* [Problem statement]: Update the material below by changing every "thickest part" to "widest part", keeping everything else the same.

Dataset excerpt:
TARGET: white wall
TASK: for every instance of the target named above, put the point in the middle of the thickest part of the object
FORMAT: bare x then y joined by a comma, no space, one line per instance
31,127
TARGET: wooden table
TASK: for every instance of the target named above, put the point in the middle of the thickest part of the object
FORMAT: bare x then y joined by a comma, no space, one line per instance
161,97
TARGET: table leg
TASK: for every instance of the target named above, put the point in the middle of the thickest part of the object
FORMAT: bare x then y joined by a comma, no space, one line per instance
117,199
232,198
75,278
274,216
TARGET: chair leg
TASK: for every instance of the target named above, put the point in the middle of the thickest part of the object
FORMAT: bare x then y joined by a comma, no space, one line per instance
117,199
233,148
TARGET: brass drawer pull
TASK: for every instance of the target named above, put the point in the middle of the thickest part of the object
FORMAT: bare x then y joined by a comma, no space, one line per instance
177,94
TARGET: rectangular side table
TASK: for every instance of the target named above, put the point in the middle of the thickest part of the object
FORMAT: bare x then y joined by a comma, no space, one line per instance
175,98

* [Completed exercise]:
TARGET: white wall
TASK: for every instance of the target named above, put the point in the middle of the widest part of the object
FORMAT: bare x then y joined by a comma, no space, one line per instance
31,127
TARGET: wooden table
TASK: for every instance of the target named above, put the point in the middle of the widest part of the object
FORMAT: bare x then y joined by a comma, no space, one line per instance
161,97
TARGET: table leg
TASK: for every instance of the target named above, put the point in the middle of the widest part of the object
FORMAT: bare x then y joined by a comma, no space, one line per instance
117,199
232,198
75,278
274,216
TARGET: chair leg
TASK: for every instance of the target named above, put the point in the middle of the widest part of the object
FORMAT: bare x then y joined by a comma, no space, one line per instance
117,199
233,148
TARGET: brass drawer pull
TASK: for every instance of the target named above, put the point in the middle of the widest part of the object
FORMAT: bare x then y joined by a comma, no space, one line per instance
177,94
TARGET: rectangular side table
TASK: for every instance of the target named above, put the point in the middle of the widest part of the object
FORMAT: bare x then y joined by a comma, no space, one line per instance
175,98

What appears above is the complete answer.